• **Stated goal A**
Repeat word for word the part of the instrument validity text below that opens with the words "The relevance of" and closes with "from cigarette manufacturing.".
• **Stated goal B**
Carry on the text on checking instrument validity below, picking up after its last line.

• **Text**
◇ ◇ ◇ ◇ ◇
Checking Instrument Validity

Assumption #1: Instrument Relevance

The relevance of an instrument (the more the variation in \( X \) is explained by the instrument) plays the same role as sample size: it produces more accurate estimators.
Instruments that do not explain a lot of the variation in \( X \) are called weak instruments. For example, distance of the state from cigarette manufacturing.

Why Weak Instruments are a Problem? (1)

If instruments are weak, it is like having a very small sample size: the approximation of the estimator's distribution to the normal distribution is very poor.
Recall that with a single regressor and instrument \[ \hat{\beta}_1^{TSLS} = \frac{s_{ZY}}{s_{ZX}} \overset{p}{\longrightarrow} \frac{Cov(Z_i, Y_i)}{Cov(Z_i, X_i)} = \beta_1 \]

Why Weak Instruments are a Problem? (2)

Suppose that the instrument is completely irrelevant so that \( Cov(Z_i, X_i) = 0 \), then \[ s_{ZX} \overset{p}{\longrightarrow} Cov(Z_i, X_i) = 0 \] Causing the denominator of \( Cov(Z_i,Y_i)/Cov(Z_i,X_i) \) to be zero, which makes the distribution of \( \beta_1^{TSLS} \) not normal.
A similar problem would be encountered with instruments that are not completely irrelevant but are weak.

Checking for Weak Instruments

To check for weak instruments, compute the \( F \)-statistic testing the hypothesis that the coefficients on all the instruments are zero in the first stage.
A rule of thumb is not to worry about weak instruments if the first-stage \( F \)-statistic is greater than 10.

What to Do with Weak Instruments

If the model is overidentified and we have both weak and strong instruments, it is best to drop the weak instruments
However, if the model is exactly identified, it is not possible to drop any instruments. In this case, we should try find stronger instruments (not a very easy task) or use the weak instruments with other methods than TSLS that are less sensitive to weak instruments.

Assumption #2: Instrument Exogeneity

If the instruments are not exogenous then TSLS estimators will suffer from inconsistency.

Can Exogeneity be Statistically Tested?

If the model is exactly identified we cannot test for exogeneity
If the model is overidentified it is possible to test the hypothesis that the “extra'' instruments are exogenous under the assumption that there are enough valid instruments to identify the coefficients of interest (test of overidentified restrictions).

The Overidentifying Restrictions Test (The J-Statistic) (1)

Suppose you have a model with one endogenous regressor and two instruments
We can test for exogeneity by running two IV regressions once with each of the instruments
If the are both valid, we should expect our estimates to be close, otherwise we should be suspicious of the validity one or both of the instruments.

The Overidentifying Restrictions Test (The J-Statistic) (2)
◇ ◇ ◇ ◇ ◇
Records from a collection:
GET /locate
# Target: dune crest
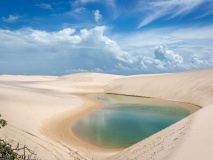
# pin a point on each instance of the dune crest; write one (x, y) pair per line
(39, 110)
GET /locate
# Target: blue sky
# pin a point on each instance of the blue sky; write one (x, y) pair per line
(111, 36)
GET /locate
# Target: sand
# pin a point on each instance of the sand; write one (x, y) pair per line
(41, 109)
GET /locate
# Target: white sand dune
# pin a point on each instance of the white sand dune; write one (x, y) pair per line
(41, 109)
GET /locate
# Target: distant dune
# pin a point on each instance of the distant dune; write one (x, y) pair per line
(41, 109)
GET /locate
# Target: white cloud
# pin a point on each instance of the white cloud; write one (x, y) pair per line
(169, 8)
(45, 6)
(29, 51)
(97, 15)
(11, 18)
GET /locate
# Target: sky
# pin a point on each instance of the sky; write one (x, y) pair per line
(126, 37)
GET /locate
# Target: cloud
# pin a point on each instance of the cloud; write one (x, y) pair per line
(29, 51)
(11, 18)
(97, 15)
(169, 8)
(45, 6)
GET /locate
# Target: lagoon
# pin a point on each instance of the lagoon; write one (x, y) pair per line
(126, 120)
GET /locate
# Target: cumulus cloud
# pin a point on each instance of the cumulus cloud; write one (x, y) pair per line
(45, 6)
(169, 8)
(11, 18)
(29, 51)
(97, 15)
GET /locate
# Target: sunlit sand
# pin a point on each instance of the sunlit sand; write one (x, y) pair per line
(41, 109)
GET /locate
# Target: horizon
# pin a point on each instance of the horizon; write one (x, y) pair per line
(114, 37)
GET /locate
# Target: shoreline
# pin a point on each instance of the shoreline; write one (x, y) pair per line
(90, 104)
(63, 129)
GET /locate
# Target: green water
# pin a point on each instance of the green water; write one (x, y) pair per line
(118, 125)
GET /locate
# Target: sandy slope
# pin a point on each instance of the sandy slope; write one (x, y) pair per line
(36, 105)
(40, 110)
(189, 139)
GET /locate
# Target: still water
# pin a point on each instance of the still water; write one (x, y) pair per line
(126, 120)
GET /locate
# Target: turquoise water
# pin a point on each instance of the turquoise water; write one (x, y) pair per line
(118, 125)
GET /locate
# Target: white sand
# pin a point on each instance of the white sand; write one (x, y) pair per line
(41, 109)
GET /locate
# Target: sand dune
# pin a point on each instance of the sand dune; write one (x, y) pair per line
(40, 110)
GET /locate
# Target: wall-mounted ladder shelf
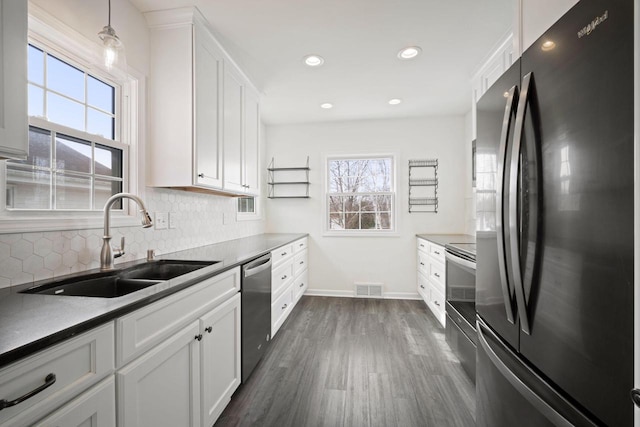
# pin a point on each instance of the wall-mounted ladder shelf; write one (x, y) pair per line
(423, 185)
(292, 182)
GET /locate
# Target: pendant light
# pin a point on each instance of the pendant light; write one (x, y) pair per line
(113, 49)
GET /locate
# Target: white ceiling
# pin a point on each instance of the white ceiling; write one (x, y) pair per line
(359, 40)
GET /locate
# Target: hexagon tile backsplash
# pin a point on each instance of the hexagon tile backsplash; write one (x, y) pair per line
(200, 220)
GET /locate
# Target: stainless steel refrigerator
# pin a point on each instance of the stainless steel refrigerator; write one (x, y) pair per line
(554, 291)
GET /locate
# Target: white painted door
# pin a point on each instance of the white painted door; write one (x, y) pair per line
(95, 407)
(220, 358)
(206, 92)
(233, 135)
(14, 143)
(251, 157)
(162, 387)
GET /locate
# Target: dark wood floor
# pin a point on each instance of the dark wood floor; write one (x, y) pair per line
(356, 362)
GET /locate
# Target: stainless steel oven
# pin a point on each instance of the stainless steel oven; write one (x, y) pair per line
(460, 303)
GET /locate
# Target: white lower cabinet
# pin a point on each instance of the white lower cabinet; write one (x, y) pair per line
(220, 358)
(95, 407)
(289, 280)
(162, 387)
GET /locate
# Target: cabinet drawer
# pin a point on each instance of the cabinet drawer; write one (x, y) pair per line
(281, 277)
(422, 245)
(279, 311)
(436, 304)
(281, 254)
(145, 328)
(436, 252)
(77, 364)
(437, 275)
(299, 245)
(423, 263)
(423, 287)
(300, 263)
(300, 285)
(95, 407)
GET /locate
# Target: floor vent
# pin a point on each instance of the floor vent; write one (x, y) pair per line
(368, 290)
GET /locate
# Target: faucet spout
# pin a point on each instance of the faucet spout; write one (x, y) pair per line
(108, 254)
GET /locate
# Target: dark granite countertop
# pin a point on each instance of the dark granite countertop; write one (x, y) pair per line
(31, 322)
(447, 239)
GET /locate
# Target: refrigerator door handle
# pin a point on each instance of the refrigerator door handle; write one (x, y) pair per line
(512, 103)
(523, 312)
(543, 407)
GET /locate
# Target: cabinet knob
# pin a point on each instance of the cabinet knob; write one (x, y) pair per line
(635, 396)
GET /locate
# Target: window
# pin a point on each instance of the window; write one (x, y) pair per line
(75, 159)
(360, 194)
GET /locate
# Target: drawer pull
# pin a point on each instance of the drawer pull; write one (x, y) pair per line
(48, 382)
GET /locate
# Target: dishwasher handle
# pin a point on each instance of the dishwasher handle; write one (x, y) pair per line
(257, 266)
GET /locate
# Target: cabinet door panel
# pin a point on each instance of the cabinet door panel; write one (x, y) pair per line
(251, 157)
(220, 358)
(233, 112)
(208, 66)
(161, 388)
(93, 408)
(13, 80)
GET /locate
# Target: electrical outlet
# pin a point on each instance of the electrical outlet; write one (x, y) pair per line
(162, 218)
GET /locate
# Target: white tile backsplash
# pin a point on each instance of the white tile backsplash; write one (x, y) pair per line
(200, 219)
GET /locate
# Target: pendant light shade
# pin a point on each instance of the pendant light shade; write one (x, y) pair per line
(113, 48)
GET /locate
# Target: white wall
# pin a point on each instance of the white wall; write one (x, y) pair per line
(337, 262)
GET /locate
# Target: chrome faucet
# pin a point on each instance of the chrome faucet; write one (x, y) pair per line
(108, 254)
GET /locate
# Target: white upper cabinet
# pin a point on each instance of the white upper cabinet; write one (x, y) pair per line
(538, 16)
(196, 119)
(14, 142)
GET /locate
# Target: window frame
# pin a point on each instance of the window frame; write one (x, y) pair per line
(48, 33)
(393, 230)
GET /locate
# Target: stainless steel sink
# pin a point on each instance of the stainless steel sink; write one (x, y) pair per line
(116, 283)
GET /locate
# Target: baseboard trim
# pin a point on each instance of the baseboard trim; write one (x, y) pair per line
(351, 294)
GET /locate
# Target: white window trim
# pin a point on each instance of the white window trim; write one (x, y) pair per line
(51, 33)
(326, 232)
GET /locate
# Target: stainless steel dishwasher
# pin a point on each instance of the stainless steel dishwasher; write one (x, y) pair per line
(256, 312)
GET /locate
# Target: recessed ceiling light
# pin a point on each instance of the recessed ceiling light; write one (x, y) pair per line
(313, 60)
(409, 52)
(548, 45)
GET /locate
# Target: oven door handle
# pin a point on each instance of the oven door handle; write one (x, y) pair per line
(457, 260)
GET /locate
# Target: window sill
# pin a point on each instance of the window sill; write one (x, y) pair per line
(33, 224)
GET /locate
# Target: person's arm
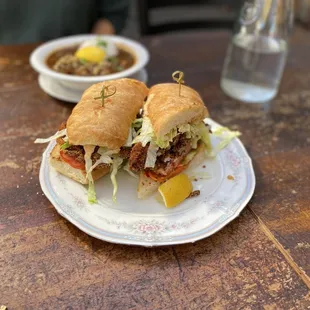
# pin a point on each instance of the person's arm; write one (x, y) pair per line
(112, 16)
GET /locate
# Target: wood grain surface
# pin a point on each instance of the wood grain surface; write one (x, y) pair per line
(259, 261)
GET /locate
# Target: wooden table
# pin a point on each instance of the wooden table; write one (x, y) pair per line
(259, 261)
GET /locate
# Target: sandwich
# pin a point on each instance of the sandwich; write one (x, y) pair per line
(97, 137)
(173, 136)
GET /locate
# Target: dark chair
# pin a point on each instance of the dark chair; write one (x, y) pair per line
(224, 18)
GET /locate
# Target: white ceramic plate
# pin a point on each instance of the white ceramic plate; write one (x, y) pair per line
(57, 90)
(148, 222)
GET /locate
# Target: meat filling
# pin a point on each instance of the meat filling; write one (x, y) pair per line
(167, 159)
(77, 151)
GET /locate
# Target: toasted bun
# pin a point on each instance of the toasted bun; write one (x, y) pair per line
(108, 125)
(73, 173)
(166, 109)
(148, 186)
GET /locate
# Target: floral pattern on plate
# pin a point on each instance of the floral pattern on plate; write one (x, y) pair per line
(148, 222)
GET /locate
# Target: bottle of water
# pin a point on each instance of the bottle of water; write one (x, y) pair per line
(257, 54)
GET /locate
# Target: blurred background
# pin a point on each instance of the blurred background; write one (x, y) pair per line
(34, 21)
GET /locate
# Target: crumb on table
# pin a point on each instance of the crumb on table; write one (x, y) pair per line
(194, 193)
◇ ◇ ◇ ◇ ◇
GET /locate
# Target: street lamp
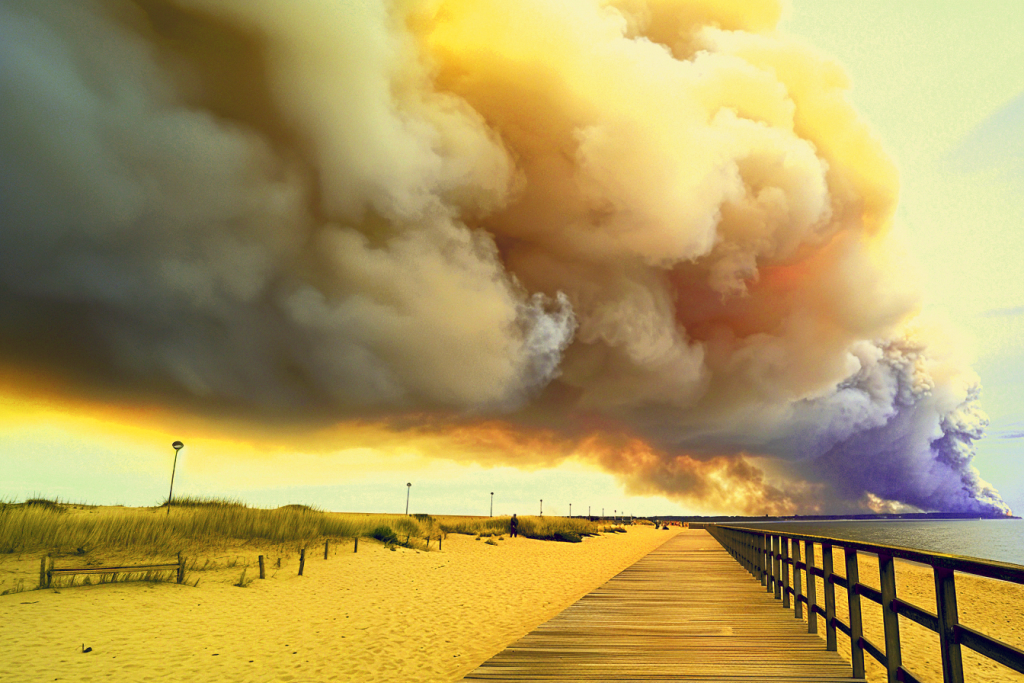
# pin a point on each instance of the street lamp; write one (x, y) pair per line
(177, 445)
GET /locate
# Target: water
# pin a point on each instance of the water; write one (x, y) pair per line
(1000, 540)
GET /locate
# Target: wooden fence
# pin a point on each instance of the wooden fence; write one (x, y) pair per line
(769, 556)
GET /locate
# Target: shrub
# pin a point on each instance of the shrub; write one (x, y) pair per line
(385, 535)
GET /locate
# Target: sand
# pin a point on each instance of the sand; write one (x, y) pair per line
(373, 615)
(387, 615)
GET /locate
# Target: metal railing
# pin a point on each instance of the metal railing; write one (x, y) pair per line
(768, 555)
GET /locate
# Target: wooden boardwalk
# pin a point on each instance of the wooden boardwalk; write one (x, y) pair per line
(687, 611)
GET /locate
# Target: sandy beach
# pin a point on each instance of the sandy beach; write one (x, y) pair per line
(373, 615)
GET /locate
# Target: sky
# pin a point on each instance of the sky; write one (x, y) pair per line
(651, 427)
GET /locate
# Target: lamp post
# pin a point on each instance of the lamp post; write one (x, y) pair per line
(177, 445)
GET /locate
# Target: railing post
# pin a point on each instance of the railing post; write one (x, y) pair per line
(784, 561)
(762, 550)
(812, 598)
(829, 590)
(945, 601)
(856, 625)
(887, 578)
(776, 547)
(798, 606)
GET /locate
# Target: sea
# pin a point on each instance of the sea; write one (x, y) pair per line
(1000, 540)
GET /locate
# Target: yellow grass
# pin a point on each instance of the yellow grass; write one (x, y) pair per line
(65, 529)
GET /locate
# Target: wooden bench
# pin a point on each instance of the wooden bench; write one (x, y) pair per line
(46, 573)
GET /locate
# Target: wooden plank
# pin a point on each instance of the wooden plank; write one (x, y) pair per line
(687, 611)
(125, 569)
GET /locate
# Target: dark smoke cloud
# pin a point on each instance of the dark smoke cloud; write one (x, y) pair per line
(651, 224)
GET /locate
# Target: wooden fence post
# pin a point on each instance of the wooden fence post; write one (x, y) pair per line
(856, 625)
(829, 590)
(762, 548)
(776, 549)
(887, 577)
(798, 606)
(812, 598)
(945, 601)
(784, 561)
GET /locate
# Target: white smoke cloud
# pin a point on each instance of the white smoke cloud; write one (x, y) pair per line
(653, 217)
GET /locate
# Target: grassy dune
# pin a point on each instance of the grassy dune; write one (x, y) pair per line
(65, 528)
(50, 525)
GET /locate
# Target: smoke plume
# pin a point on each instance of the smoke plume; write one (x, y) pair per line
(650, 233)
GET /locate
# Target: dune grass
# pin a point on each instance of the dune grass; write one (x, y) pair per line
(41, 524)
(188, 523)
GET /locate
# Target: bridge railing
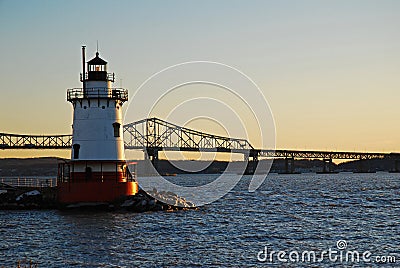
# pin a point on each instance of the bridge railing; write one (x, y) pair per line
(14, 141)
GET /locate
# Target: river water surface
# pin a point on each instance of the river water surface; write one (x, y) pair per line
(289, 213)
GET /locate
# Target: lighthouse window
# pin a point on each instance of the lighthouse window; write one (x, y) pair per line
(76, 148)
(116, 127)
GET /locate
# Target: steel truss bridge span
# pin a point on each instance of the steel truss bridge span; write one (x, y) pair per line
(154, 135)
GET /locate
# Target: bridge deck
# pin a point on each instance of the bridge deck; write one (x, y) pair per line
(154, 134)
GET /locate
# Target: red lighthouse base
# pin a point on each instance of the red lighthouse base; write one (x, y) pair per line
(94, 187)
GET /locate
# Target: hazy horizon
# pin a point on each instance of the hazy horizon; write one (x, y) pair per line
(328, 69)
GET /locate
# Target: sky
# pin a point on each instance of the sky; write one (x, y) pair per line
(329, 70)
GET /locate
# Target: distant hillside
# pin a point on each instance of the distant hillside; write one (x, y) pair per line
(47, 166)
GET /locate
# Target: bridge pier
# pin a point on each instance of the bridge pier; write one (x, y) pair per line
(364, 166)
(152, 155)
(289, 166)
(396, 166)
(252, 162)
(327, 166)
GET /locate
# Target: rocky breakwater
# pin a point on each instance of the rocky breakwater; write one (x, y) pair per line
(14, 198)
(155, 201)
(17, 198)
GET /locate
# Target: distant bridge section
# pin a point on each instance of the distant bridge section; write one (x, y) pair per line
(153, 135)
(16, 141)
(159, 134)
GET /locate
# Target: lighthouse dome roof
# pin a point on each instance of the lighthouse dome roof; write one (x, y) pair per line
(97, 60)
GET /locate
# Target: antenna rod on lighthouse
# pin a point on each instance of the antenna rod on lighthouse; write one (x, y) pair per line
◇ ◇ ◇ ◇ ◇
• **Result A**
The relevance of an instrument (the more the variation in \( X \) is explained by the instrument) plays the same role as sample size: it produces more accurate estimators.
Instruments that do not explain a lot of the variation in \( X \) are called weak instruments. For example, distance of the state from cigarette manufacturing.

• **Result B**
We can test for exogeneity using the \( J \)-statistic. We do this by estimating the following regression

\[ \begin{align*} \hat{u}_i^{TSLS} = &\delta_0 + \delta_1 Z_{1i} + \cdots + \delta_m Z_{mi}\\ {}+ &\delta_{m+1} W_{1i} + \cdots + \delta_{m+r} W_{ri} + e_i \end{align*} \]

and using an \( F \)-test for \( \delta_1 = \cdots = \delta_m = 0 \)

Application to the Demand for Cigarettes

Instrument Validity (1)

In our previous TSLS we used two instruments: \( SalesTax_i \) and \( CigTax_i \), and one exogenous regressor: state income.
There are still concerns about the exogeneity of \( CigTax_i \): there could state specific characteristics that influence both cigarette taxes and cigarette consumption.

Instrument Validity (2)

Luckily, we have panel data so we can eliminate state fixed effects.
To simplify matters we will focus on the differences between 1985 and 1995.
- We regress \( [\ln(Q_{i,1995}^{cigarettes}) - \ln(Q_{i,1985}^{cigarettes})] \) on \( [\ln(P_{i,1995}^{cigarettes}) - \ln(P_{i,1985}^{cigarettes})] \) and \( [\ln(Inc_{i,1995}) - \ln(Inc_{i,1985})] \)
- We use as instruments \( [SalexTax_{i,1995} - SalesTax_{i,1985}] \) and \( [CigTax_{i,1995} - CigTax_{i,1985}] \)

We are actually going to do is run a state fixed effects regression using all the data.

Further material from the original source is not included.